**EXERCISE INSTRUCTIONS:** Before anything else, drop the pictures; then return exactly the lines from the top of the listing through the line with "Draw the outline of every instance of the <item>bicycle".
BEGIN
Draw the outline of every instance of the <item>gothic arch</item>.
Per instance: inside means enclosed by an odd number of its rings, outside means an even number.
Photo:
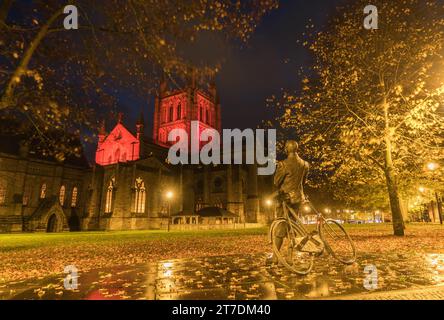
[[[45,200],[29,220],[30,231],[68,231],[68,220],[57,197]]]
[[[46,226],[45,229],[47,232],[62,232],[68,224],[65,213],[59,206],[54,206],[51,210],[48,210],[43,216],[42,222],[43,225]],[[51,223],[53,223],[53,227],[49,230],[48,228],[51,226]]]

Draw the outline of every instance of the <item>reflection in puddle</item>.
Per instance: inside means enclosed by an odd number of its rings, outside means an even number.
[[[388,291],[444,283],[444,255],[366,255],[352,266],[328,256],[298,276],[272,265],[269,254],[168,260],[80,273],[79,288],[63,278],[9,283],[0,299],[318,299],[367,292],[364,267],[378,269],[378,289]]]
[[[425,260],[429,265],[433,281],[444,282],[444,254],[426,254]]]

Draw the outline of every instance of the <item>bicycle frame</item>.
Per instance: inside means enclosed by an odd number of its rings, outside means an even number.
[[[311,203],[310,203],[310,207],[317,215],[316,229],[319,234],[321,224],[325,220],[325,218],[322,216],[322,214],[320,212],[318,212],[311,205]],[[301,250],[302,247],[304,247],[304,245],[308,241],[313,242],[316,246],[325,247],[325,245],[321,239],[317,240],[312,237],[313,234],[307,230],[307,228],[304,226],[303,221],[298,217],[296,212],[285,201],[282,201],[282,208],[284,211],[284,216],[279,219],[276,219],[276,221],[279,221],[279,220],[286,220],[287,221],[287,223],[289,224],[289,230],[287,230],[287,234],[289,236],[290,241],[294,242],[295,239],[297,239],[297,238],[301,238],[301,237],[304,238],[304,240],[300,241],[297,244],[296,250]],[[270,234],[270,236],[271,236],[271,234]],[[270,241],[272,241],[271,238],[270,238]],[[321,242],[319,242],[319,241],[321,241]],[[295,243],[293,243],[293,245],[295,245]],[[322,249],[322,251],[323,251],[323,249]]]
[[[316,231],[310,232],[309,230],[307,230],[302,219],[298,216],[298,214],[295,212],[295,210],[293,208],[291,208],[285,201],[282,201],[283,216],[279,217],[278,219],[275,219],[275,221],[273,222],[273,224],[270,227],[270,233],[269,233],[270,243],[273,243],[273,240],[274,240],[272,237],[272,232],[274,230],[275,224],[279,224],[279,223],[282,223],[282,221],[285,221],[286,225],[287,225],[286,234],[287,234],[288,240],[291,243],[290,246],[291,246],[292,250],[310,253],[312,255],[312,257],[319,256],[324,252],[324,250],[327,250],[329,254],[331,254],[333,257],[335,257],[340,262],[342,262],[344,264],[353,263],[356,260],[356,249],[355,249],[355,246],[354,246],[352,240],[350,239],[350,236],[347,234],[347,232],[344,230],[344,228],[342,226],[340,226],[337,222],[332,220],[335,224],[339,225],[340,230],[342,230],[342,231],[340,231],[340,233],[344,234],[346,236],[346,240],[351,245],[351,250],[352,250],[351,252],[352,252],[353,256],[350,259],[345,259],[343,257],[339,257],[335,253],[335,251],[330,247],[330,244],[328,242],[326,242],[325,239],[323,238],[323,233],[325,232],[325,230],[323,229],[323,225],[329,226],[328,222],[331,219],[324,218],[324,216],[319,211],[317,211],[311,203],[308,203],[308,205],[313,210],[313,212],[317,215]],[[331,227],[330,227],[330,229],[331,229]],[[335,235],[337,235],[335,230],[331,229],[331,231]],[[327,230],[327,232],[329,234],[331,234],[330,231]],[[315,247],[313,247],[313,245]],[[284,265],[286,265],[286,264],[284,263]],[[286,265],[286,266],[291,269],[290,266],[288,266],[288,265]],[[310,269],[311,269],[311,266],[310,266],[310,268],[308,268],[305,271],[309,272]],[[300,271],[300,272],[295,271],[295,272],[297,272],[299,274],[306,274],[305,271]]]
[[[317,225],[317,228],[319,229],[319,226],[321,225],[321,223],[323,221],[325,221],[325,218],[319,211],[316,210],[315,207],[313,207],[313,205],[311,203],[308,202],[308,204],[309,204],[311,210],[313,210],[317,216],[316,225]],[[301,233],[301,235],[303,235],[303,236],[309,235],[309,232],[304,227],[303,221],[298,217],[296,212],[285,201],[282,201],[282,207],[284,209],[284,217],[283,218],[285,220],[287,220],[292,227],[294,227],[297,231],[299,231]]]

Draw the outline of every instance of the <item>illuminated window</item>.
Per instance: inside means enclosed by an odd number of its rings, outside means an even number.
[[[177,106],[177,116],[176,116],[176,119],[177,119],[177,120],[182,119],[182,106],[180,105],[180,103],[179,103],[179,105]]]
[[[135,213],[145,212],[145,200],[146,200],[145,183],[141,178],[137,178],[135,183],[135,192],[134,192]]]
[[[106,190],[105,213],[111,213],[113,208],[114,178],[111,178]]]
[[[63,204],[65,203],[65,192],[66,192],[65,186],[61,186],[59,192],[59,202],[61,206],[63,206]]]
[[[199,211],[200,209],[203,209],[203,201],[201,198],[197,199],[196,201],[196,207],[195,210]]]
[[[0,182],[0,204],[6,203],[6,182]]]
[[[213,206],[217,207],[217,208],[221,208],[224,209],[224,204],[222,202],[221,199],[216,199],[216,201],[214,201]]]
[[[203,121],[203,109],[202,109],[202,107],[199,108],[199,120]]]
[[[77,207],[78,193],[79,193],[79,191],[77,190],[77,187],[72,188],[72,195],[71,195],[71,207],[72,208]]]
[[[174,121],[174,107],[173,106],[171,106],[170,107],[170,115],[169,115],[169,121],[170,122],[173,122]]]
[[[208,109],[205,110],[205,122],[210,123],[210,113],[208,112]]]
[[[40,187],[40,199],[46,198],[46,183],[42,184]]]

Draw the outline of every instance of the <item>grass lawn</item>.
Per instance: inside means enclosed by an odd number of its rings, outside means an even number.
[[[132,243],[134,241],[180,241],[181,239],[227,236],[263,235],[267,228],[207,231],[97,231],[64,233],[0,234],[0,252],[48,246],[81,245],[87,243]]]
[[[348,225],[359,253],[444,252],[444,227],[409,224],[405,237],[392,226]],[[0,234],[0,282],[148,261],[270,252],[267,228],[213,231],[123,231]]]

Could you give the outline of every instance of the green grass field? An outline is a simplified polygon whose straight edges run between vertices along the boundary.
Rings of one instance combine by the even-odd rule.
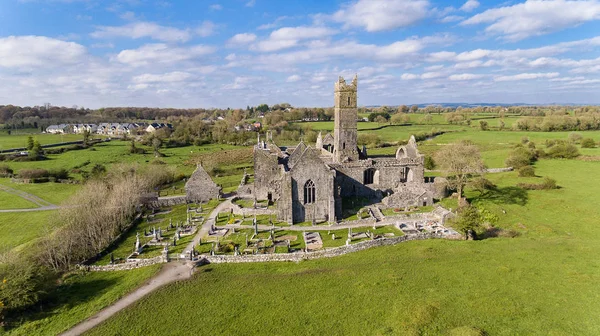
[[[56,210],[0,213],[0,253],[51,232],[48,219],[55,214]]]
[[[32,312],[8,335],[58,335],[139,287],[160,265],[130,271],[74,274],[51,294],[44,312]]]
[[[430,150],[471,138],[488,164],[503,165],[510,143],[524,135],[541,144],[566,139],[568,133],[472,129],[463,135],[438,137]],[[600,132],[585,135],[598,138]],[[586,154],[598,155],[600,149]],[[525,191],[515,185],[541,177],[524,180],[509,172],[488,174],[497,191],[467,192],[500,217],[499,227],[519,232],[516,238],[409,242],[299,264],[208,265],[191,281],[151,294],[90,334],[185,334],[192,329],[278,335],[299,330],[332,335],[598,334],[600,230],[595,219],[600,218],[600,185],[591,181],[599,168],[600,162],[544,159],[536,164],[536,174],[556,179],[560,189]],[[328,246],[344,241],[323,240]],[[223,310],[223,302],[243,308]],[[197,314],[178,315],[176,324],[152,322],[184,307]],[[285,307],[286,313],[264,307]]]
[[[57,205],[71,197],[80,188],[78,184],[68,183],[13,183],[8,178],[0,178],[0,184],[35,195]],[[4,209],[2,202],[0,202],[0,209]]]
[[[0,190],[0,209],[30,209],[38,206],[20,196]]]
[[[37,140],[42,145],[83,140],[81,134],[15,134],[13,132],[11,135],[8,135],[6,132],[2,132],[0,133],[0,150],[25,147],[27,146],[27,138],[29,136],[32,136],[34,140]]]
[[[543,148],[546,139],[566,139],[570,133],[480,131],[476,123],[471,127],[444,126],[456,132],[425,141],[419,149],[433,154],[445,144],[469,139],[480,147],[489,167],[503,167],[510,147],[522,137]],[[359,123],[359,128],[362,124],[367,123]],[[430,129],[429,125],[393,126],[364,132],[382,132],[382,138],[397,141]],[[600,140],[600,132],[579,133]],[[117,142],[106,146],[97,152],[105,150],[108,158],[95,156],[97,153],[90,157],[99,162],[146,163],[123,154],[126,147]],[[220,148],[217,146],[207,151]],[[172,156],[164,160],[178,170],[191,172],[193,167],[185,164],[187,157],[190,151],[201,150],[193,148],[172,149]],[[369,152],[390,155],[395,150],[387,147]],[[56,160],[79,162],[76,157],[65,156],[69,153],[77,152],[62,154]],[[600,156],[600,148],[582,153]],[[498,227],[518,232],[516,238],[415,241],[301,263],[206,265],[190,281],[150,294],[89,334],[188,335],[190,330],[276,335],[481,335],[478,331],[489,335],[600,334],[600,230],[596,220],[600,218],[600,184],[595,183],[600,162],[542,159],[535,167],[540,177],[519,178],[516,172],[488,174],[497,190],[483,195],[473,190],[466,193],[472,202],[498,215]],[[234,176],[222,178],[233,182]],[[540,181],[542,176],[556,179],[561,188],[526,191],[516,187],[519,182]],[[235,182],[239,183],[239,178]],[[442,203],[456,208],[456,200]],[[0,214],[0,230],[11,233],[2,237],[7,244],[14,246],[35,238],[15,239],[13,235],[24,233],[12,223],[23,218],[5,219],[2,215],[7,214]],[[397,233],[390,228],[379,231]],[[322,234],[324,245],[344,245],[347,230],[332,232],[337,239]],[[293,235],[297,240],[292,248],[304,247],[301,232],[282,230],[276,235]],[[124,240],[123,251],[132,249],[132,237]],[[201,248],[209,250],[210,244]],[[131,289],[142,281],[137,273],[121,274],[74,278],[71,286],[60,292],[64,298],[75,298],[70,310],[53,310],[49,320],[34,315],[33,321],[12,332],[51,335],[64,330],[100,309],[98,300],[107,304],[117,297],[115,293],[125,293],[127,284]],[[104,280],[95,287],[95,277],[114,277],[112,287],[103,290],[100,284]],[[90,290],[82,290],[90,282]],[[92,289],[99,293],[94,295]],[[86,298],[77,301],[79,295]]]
END
**ANSWER SPACE:**
Draw the outline of every instance of the <item>gothic arch</item>.
Per instance: inside means enclosed by an odd number of its rings, outside means an even number.
Photo:
[[[45,200],[29,220],[30,231],[68,231],[68,220],[57,197]]]
[[[46,226],[45,229],[47,232],[62,232],[68,224],[65,213],[59,206],[54,206],[51,210],[48,210],[43,216],[42,222],[43,225]],[[51,223],[53,223],[53,227],[49,230],[48,228],[51,226]]]

Draw the outline of every instance of the <item>reflection in puddle</item>.
Per instance: inside means enclosed by an odd number of its rings, outside means an even number.
[[[388,291],[444,283],[444,255],[366,255],[352,266],[328,256],[298,276],[272,265],[269,254],[168,260],[80,273],[79,288],[63,278],[9,283],[0,299],[318,299],[367,292],[364,267],[378,269],[378,289]]]
[[[425,260],[429,265],[433,281],[444,282],[444,254],[426,254]]]

Draw the outline of every instance of the <item>bicycle frame</item>.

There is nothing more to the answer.